→ **Passage to read**:
╭──

BY MTHANDAZO NYONI
FOREIGN Affairs and International Trade minister Frederick Shava says Zimbabwe must expand its export markets to create fresh opportunities.
Official data indicates that Zimbabwe’s exports have been averaging US$4 billion annually, against US$6 billion imports.
Shava, who assumed his new role about a month ago after spending time in the diplomatic service, said on Friday that of major concern was that over 70% of Zimbabwe’s exports were primary commodities that fetched low prices on the international markets.
Recent studies indicate that foreign firms importing Zimbabwe’s golden leaf earn 14 times more revenue after processing the commodity.
He said Zimbabwe should scale up efforts to drive exports by implementing strategies that helped companies compete on the international markets.
“In terms of markets, our exports continue to be limited to a few traditional markets, mainly South Africa and a few Southern African Development Community (Sadc) countries,” Shava said in a speech read on his behalf during a conference organised by the Zimbabwe National Chamber of Commerce (ZNCC).
“Concerted efforts to diversify the export products and export markets for the country are needed.

╰──

[Collected data entries]
╭──

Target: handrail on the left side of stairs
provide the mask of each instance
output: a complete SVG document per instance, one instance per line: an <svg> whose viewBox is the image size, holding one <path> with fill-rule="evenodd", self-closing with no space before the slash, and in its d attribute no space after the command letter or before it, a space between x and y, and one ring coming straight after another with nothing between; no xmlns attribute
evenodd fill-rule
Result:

╰──

→ **What to work on**: Decide whether each statement below agrees with the article about Zimbabwe's exports. For each one, answer yes or no and quote the deciding words from the article. 1. On average, Zimbabwe's yearly imports are larger than its yearly exports. 2. Shava had held his new role for about a year. 3. Most of Zimbabwe's exports go to markets outside Southern Africa.

→ **Response to this exercise**:
1. Yes: "Zimbabwe’s exports have been averaging US$4 billion annually, against US$6 billion imports."
2. No: "assumed his new role about a month ago"
3. No: "our exports continue to be limited to a few traditional markets, mainly South Africa and a few Southern African Development Community (Sadc) countries"